— YOUR INSTRUCTIONS —
Write out all of the data exactly as it appears.

Dataset entries:
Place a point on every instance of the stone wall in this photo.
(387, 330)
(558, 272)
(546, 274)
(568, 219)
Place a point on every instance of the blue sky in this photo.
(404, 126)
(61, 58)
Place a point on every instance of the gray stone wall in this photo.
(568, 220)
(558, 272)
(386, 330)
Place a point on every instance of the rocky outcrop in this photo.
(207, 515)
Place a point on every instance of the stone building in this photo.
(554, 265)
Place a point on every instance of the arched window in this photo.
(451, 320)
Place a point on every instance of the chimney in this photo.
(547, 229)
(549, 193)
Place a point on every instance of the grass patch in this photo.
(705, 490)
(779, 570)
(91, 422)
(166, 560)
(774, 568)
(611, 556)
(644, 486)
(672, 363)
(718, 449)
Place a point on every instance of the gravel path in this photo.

— WRITTEN SOLUTION —
Place a point on every instance of the stone wall in this photo.
(387, 330)
(558, 272)
(546, 274)
(568, 219)
Place a point on every instance of the blue sky in this photo.
(404, 126)
(61, 58)
Place a point on every instance of the gray stone wall in this photo.
(568, 220)
(558, 272)
(386, 330)
Place a point on every instance of the rocky outcrop in this photo.
(207, 515)
Place a point on every instance of the stone building in this photo.
(554, 265)
Place a point on every instance of the arched window in this photo.
(451, 320)
Place a point on every instance of the chimney in this photo.
(547, 229)
(549, 193)
Place a point on every instance of the grass patch in this photo.
(705, 490)
(779, 570)
(91, 422)
(166, 560)
(774, 568)
(611, 556)
(644, 486)
(672, 363)
(718, 449)
Place a point on every instance of the gravel path in this photo.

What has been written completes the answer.